■ Task description ■
Copy out the data below, swapping each "Coords" for "Points" and keeping everything else the same.

[Some records]
______

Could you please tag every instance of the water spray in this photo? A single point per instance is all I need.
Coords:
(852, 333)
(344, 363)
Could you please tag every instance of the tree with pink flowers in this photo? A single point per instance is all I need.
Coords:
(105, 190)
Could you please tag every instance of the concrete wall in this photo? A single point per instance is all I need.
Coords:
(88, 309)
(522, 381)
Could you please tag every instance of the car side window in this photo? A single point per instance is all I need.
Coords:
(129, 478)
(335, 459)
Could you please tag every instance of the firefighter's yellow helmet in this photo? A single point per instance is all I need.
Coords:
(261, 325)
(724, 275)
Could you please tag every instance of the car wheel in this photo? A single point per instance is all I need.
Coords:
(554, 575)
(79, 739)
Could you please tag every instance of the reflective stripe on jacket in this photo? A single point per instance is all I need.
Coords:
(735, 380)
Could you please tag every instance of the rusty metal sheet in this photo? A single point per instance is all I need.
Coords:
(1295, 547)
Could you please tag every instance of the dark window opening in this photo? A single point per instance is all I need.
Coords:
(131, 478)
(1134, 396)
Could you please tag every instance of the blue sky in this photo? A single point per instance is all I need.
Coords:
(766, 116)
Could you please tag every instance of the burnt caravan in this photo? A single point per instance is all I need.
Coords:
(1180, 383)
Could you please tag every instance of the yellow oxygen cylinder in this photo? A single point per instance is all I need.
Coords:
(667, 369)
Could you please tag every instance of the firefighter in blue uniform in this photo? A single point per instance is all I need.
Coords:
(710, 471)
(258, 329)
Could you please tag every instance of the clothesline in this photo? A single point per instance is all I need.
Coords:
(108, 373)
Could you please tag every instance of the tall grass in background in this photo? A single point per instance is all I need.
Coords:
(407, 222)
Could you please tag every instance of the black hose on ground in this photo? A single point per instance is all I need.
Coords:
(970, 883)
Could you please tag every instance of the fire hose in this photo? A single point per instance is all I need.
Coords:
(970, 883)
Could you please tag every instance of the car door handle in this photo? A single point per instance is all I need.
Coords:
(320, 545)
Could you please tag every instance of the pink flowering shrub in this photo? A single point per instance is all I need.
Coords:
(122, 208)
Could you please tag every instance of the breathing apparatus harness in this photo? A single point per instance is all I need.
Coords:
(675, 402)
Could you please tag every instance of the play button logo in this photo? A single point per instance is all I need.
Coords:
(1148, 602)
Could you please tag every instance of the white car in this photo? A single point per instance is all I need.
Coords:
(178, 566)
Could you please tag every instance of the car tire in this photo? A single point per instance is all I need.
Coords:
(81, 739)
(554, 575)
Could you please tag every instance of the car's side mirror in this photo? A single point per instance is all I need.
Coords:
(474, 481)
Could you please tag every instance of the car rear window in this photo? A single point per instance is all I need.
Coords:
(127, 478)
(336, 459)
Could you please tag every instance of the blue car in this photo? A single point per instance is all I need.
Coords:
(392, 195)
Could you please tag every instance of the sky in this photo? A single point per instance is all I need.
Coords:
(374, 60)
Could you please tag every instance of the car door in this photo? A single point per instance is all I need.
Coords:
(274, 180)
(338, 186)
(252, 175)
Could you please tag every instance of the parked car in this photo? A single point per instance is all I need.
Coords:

______

■ Exercise result ■
Could you please tag every instance of the water spray in this photo? A single point per instance is all I need.
Points:
(852, 333)
(344, 363)
Could you please tag every instance of the tree with pink flowers in this photo? A single point per instance is all I need.
Points:
(105, 190)
Could you please tag every instance of the concrete wall in this photo? A single point per instance is all I need.
Points:
(88, 309)
(522, 381)
Could you please tag every instance of the car side window in this photo? A single point per instance is all I need.
Points:
(129, 478)
(335, 459)
Could you please tag every instance of the firefighter's yellow helmet in this photo? A single point per instance is all I need.
Points:
(261, 325)
(724, 275)
Could you please tag every instance of the car wheel in this photo? A single point per instance is all I need.
Points:
(554, 575)
(79, 739)
Could you please tag every instance of the reflective stripe on jacket in this photo? A single point per instance is all I need.
Points:
(735, 380)
Could you please tag every instance of the rusty metal sheet in this photo? A single point per instance is all I need.
Points:
(1295, 547)
Could you please tag every instance of the dark window opening in this photo? A single point per instance is all I need.
Points:
(131, 478)
(1134, 396)
Could you please tag every instance of the blue sky in this photo? A single point per instance is all I need.
Points:
(766, 116)
Could you please tag every instance of the burnt caravan in this photo? A single point per instance is all I need.
Points:
(1180, 383)
Could you please tag every instance of the yellow oxygen cylinder in this photo? A single point per instance is all I need.
Points:
(667, 369)
Could you please tag every instance of the firefighter in blue uniform in this photo? A single point per instance is all I need.
Points:
(710, 471)
(258, 329)
Could you please tag every instance of the clothesline in this photo? A single point per instance is all I need.
Points:
(108, 373)
Could you please tag every instance of the tall grass in background in this photo? A single point per instance is all I need.
Points:
(407, 222)
Could you please tag every instance of the black hose on ground in this photo? A single point per instance is all I need.
Points:
(970, 883)
Could you please tag every instance of the fire hose in this photo? A single point per instance is all I need.
Points:
(970, 883)
Could you please tag every instance of the car door handle in this photo? A single point per instance is all I need.
Points:
(320, 545)
Could you please tag every instance of the pink flowering shrub in this photo? A single point per instance is all I need.
Points:
(122, 208)
Could you please tag every instance of the breathing apparatus harness in this photo? A single point per instance is all I need.
Points:
(675, 402)
Could you please tag every instance of the play button logo in this photo? A single point per instance is all I need.
Points:
(1148, 602)
Could you please tag every instance of the white car in this photo? A single point per instance is all I need.
Points:
(178, 566)
Could you please tag every instance of the car tire in this photo? A single point per instance is all I need.
Points:
(81, 739)
(554, 575)
Could you please tag every instance of the car's side mirror in this photo? A single point per instance is all I need.
Points:
(474, 481)
Could you please tag every instance of the car rear window in this photo? A single point per instance is all I need.
Points:
(127, 478)
(336, 459)
Could you please tag every instance of the blue car in this photo? A single point per instance is all I need.
Points:
(392, 195)
Could you please tag every instance of the sky in this photo? A single point per instance is all I need.
Points:
(374, 60)
Could you please tag every instance of the car door in this photo? A single point per instance is all I need.
Points:
(274, 180)
(338, 186)
(252, 175)
Could you please tag every instance of the parked car in this photo? A single point per instance is all I need.
Points:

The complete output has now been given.